======== Input material ========

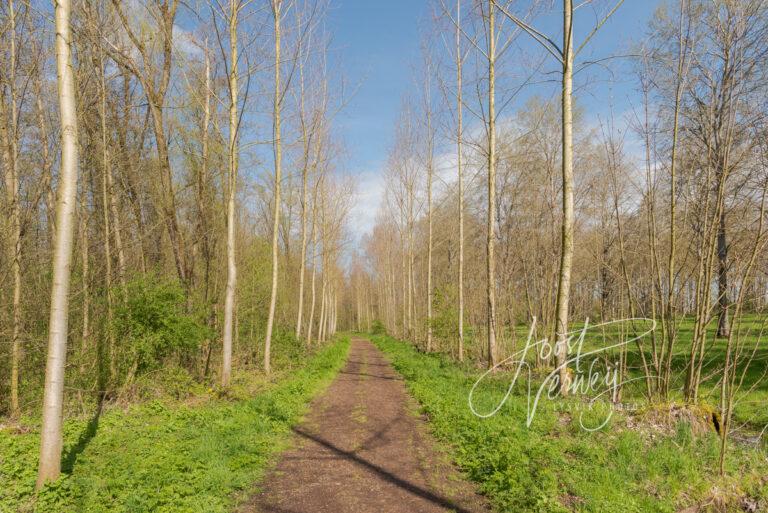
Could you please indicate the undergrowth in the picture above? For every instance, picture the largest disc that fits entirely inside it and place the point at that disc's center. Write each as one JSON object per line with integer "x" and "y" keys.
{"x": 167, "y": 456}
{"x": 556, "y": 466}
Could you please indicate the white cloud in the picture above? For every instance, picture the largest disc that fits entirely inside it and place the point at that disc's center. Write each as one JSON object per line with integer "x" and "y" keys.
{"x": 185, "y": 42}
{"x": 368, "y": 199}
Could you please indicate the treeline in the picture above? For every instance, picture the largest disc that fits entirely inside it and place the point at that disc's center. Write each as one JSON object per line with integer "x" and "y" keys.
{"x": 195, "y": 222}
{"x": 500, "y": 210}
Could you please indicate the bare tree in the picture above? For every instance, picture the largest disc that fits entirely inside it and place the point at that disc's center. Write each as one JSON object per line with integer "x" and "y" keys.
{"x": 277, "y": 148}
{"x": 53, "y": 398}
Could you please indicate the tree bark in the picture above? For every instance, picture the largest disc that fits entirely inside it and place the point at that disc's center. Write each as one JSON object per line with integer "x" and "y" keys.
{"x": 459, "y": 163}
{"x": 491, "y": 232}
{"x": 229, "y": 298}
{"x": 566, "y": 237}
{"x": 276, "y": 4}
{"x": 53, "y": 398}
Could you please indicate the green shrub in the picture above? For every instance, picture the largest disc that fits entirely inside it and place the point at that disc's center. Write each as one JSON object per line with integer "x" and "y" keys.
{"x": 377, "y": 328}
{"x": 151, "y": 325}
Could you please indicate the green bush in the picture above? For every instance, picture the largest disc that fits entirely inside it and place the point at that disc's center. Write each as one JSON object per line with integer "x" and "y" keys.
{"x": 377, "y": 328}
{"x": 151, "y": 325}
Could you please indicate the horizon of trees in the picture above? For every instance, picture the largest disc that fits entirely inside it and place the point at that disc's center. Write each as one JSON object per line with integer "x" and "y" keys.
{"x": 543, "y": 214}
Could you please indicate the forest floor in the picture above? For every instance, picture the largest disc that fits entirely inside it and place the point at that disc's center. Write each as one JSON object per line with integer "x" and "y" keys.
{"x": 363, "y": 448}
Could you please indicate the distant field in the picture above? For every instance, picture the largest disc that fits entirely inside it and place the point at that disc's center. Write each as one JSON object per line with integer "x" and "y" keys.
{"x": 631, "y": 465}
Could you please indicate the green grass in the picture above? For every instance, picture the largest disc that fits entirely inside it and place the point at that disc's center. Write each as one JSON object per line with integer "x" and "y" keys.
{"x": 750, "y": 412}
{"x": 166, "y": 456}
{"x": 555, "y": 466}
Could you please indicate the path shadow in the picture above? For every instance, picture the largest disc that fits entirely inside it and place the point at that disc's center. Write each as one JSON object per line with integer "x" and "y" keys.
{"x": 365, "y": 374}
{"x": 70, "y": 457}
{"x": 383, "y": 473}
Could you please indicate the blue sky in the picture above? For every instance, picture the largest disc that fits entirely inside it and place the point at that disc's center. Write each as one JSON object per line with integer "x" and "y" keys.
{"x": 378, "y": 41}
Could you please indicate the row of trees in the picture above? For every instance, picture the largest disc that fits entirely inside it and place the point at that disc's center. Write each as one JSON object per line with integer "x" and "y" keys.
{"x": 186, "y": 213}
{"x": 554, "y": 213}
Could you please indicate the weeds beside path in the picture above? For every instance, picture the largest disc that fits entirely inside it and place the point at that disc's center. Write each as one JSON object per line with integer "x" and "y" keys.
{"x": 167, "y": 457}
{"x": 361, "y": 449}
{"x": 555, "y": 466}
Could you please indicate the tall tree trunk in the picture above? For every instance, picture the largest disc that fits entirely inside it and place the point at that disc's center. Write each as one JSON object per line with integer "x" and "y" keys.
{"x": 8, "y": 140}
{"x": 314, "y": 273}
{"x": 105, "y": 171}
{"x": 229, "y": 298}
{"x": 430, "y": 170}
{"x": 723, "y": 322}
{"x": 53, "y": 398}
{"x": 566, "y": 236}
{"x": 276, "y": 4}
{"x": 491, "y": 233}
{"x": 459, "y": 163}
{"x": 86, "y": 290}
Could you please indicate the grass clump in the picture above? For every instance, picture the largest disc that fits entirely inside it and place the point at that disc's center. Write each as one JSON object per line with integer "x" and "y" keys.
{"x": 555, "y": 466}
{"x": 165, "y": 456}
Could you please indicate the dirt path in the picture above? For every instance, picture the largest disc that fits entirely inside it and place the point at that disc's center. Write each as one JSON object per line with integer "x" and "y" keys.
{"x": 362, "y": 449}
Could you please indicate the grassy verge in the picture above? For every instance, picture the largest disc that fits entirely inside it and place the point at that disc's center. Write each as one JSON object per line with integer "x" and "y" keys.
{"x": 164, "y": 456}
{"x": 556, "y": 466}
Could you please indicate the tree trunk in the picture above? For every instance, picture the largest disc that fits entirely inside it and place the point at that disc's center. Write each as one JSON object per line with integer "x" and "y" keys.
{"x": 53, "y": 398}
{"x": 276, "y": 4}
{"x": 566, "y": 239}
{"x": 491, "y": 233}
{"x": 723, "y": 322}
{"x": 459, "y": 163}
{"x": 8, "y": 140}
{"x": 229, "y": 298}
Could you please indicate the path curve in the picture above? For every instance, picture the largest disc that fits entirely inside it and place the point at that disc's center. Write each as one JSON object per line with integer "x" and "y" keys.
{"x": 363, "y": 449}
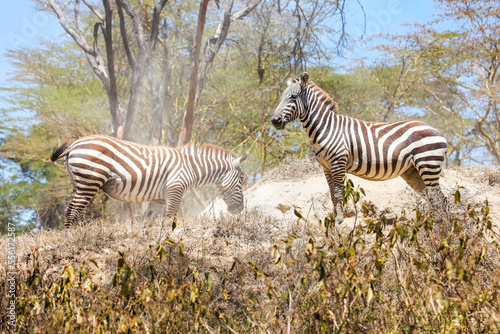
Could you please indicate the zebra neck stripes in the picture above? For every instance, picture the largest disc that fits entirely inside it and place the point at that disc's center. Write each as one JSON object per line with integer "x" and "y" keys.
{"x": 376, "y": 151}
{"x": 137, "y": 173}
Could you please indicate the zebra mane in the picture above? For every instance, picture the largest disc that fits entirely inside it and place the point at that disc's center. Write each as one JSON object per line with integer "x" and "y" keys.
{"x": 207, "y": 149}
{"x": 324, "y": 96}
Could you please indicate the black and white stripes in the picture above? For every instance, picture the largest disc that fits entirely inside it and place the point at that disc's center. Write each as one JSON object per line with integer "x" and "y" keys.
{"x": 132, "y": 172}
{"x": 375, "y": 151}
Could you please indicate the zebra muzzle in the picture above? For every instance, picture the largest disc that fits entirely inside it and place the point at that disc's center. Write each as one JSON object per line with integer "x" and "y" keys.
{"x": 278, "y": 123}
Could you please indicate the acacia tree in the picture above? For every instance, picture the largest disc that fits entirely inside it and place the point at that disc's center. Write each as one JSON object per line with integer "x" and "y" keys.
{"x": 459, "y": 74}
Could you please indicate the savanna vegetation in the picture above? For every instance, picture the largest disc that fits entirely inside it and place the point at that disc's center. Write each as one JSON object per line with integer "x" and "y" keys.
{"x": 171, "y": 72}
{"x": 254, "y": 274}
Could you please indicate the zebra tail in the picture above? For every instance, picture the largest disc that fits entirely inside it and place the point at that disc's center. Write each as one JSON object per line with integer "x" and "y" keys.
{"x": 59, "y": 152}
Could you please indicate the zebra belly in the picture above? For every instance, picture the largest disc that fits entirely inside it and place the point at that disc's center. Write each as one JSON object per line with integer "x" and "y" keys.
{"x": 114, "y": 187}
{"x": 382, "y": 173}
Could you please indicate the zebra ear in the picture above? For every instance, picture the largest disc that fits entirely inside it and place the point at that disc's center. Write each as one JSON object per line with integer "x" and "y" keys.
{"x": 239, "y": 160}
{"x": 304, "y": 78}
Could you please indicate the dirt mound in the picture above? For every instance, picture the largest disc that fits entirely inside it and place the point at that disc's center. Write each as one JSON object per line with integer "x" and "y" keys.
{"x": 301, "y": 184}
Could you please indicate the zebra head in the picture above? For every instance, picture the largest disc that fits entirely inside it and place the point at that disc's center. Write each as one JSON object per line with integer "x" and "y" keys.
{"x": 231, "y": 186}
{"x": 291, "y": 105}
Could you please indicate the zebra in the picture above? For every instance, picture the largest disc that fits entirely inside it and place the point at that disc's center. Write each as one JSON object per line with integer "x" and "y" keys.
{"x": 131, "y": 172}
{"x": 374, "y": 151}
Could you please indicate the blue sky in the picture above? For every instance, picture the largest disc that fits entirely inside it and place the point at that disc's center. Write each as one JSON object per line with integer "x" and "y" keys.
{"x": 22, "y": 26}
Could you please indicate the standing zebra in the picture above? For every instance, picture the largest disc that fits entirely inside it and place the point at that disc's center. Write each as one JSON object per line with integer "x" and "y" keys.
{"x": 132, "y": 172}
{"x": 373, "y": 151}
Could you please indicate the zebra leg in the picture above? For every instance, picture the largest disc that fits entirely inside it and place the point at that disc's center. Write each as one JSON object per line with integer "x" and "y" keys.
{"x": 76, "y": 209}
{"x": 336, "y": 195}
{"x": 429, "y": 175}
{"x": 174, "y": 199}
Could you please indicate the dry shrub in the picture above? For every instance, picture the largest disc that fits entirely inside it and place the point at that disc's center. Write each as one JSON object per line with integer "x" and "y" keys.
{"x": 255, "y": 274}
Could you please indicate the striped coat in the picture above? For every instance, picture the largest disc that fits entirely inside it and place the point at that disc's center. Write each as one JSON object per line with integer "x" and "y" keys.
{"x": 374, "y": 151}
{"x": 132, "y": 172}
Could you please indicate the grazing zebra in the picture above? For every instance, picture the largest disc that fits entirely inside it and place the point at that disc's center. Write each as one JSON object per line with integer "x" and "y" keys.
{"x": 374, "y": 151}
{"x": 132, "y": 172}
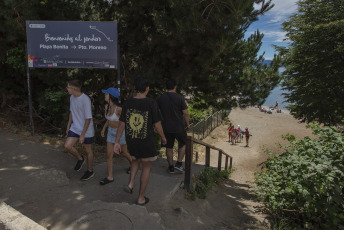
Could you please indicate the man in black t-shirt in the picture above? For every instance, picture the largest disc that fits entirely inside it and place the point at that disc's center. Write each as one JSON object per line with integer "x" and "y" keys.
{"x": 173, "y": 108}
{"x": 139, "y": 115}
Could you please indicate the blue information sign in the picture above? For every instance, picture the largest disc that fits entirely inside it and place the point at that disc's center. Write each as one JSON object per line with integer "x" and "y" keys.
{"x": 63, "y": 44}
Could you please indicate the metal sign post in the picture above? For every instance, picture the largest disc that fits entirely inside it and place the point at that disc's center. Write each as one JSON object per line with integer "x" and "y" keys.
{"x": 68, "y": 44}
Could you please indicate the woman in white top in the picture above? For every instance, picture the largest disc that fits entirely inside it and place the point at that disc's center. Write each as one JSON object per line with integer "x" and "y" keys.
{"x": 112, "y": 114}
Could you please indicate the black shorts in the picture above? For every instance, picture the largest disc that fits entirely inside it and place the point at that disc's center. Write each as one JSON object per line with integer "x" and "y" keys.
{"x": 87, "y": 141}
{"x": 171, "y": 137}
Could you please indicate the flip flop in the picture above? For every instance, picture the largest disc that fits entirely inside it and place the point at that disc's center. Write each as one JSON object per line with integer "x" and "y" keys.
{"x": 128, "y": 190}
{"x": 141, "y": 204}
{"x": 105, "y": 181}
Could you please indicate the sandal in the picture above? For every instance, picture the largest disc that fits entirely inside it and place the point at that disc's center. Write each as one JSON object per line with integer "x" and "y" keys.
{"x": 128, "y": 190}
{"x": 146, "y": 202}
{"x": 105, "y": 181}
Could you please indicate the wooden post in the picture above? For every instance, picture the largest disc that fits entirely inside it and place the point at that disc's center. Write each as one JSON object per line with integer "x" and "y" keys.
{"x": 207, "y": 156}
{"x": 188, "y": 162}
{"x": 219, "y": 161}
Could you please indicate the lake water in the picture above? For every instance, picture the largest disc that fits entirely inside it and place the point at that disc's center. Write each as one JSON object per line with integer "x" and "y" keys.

========

*Task requirements*
What must be returned is the line with "Could you please indicate the flip" plus every line after it to the end of the entries, exactly as they appear.

*Result of this task*
Could you please indicate the flip flop in the picture above? For every instance, picture the largest disc that fits entirely inside it and place the point at that disc's center. Write each as one JSON object per line with integer "x" and "y" keys.
{"x": 128, "y": 190}
{"x": 141, "y": 204}
{"x": 105, "y": 181}
Could you please indicate the sandal in the picture above? For every instance, picture the largest disc that fits entirely inside it and place the point at that disc's center. Write each as one JSON object per line with integer "x" and "y" keys.
{"x": 128, "y": 190}
{"x": 146, "y": 202}
{"x": 105, "y": 181}
Could you please indicate the wooden post in the picture above? For every instance, picture the largest disc that fits entirely inside it and place the point at that disc's center. Write each as one JSON object per line with integer "x" and "y" keys.
{"x": 207, "y": 156}
{"x": 188, "y": 162}
{"x": 219, "y": 161}
Could you please indicate the lake water in the picture above? For every instance, picture the largest disc that fits entirely inside it and place the point at that disc's center. Write each as one JSON object per line with integer "x" and "y" keys.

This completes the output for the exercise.